* **Supplied text**:
:::
The grains of sand are soft and warm between my toes as I dig my feet deeper into the ground. “See? This is how you do it,” I say looking over my right shoulder at the girl standing behind me. She is a little older than me, and a family friend, someone I have known all my life. She is the sort of person who has had bad things happen to her. The sort of person you feel could have been different and happier if life had been that little bit kinder to her. She is not like me. She is vulnerable. “You need to make sure you are really grounded, like this,” I say as I adopt a squatting position. “That way when the wave comes in it won’t drag you back with it.” She is listening and nodding but she looks afraid. “And then you run. Run as fast as you can up the hill and away,” I say. The wave comes, it is overwhelming, it is huge, it casts a shadow over and above me and I run, run up the hill, up to some imaginary town with white washed houses, all perfectly rounded, comfortingly shaped. I hear the destructive sound of water crashing down behind me. I am safe. As the waters continue raging down below I realize I have left the girl behind. But it doesn’t matter much anymore. I have made it.

But you see the thing is, I haven’t made it. I know this because when I wake up, a wave of sadness washes over me and I realize for the first of what will be many times that day that Bad Things Do Happen and that this time, the Bad Thing has happened to me.

Five weeks ago I looked up at that big screen and I saw an unmistakable shape. It looked like a baby. A real baby! Then I saw the doctor’s face.

“There was a heartbeat last time” he says looking at me and then at T, my husband. T is waiting to see how I will respond to this deafening fact, searching my face for clues that will tell him how he should react. But I don’t get it. I’m not in denial or anything I just don’t get it. There’s a baby up there on the screen, I can see it. Look.

Ah. Wait.
:::
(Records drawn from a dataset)
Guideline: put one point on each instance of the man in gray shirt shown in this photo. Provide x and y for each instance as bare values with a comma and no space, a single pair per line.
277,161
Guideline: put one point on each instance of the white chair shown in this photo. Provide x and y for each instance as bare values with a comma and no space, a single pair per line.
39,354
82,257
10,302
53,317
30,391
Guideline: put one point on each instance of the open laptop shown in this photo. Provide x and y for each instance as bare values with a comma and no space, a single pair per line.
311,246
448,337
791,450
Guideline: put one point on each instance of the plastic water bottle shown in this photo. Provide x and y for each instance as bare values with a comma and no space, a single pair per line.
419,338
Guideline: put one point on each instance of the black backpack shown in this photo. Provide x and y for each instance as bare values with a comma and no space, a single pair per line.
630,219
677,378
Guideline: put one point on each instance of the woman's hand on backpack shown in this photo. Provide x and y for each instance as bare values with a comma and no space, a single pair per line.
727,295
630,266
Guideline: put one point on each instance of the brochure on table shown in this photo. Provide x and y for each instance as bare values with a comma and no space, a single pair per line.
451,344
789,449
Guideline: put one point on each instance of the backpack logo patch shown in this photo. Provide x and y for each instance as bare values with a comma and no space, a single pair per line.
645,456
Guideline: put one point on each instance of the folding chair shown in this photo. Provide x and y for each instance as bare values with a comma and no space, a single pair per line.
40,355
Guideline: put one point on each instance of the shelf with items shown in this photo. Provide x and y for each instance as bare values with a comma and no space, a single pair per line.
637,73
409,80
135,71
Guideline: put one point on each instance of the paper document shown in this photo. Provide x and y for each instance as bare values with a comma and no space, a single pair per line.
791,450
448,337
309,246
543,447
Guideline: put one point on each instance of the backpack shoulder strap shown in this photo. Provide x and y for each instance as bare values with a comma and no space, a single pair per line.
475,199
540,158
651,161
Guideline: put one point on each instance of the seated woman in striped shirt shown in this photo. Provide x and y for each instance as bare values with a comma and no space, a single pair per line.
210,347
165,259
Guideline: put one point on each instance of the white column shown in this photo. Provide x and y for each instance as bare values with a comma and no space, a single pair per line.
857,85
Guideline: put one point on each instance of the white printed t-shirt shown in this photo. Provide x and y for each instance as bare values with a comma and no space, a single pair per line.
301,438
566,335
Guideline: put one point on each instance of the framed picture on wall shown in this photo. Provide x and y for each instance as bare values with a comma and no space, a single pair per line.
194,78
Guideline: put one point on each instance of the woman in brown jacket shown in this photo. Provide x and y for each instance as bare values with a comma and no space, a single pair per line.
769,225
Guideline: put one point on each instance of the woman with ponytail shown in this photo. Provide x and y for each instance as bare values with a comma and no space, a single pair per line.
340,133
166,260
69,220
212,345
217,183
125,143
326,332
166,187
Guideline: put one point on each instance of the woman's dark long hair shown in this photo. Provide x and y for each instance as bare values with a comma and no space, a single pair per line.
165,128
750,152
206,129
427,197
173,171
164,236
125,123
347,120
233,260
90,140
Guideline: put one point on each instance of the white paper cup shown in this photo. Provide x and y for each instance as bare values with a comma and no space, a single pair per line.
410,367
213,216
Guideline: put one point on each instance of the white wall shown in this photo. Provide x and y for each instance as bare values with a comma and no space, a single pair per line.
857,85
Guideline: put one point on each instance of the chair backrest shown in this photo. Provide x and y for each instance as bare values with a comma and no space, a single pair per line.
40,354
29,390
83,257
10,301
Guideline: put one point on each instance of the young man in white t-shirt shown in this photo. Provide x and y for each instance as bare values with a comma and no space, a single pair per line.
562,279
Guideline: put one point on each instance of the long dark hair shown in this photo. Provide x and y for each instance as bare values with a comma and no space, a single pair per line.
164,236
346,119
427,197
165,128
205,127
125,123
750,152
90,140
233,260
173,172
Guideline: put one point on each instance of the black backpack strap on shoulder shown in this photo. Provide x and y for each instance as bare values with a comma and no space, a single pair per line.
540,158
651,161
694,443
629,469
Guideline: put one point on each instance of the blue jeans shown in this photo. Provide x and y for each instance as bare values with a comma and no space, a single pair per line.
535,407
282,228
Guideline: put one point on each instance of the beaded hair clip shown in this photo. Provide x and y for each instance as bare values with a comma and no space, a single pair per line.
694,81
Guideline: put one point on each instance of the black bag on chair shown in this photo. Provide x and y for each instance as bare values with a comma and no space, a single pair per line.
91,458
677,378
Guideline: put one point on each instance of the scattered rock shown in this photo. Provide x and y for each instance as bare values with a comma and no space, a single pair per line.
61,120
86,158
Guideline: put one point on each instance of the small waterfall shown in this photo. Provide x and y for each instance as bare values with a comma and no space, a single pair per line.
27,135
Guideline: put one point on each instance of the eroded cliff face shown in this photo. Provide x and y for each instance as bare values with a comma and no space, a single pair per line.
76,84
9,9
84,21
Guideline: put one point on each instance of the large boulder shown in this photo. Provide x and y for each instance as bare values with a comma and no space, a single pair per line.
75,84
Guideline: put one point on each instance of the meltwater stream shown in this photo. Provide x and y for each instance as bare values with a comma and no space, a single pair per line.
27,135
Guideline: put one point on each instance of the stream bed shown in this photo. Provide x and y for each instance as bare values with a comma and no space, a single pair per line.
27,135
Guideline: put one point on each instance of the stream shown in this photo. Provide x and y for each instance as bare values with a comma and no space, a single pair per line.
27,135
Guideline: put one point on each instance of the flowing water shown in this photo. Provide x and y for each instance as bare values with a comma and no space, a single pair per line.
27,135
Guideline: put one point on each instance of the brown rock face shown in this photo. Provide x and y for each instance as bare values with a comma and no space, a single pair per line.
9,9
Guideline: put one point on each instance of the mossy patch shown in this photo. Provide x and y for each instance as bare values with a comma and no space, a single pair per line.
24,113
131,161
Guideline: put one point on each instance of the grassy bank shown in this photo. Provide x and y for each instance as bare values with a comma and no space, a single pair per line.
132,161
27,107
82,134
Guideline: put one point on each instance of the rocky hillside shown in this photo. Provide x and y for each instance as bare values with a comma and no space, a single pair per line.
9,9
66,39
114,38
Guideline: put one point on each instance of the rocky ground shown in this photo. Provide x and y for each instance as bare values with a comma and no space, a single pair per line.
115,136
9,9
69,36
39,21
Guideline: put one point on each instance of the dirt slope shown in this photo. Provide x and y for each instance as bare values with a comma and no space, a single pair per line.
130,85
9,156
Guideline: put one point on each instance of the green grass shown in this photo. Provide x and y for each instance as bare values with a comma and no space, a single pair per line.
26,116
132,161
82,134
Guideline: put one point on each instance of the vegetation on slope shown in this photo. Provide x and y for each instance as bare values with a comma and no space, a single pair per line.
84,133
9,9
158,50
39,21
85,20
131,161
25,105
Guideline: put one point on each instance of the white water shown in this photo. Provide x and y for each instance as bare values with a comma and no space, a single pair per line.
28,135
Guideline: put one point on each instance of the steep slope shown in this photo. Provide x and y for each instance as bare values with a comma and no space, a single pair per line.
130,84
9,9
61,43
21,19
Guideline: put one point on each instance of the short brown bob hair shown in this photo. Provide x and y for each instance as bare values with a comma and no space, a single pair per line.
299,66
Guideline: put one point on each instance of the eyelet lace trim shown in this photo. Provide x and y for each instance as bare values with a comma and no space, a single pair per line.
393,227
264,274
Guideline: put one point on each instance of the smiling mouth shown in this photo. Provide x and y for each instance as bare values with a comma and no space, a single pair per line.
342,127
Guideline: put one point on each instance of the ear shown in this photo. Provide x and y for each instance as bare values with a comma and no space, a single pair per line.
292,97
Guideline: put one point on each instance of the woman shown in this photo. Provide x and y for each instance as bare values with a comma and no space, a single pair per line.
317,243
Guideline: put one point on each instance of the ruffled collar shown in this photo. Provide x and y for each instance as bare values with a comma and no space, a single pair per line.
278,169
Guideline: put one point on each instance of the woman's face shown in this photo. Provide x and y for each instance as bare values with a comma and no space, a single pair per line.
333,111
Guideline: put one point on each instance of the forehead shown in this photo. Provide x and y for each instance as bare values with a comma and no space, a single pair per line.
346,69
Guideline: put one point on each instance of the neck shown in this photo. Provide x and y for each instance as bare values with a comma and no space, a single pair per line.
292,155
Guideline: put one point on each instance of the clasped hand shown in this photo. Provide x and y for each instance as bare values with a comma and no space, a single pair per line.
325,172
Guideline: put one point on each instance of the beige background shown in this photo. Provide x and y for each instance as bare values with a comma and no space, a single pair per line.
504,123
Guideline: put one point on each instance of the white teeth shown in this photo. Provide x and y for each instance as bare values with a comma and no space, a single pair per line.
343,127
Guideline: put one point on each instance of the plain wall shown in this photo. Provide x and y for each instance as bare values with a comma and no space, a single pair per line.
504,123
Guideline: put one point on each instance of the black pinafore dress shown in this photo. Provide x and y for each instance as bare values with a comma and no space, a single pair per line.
:::
Rewrite the part of the supplied text starting at "But you see" and ending at "happened to me.", putting "grief" in place of "sadness".

But you see the thing is, I haven’t made it. I know this because when I wake up, a wave of grief washes over me and I realize for the first of what will be many times that day that Bad Things Do Happen and that this time, the Bad Thing has happened to me.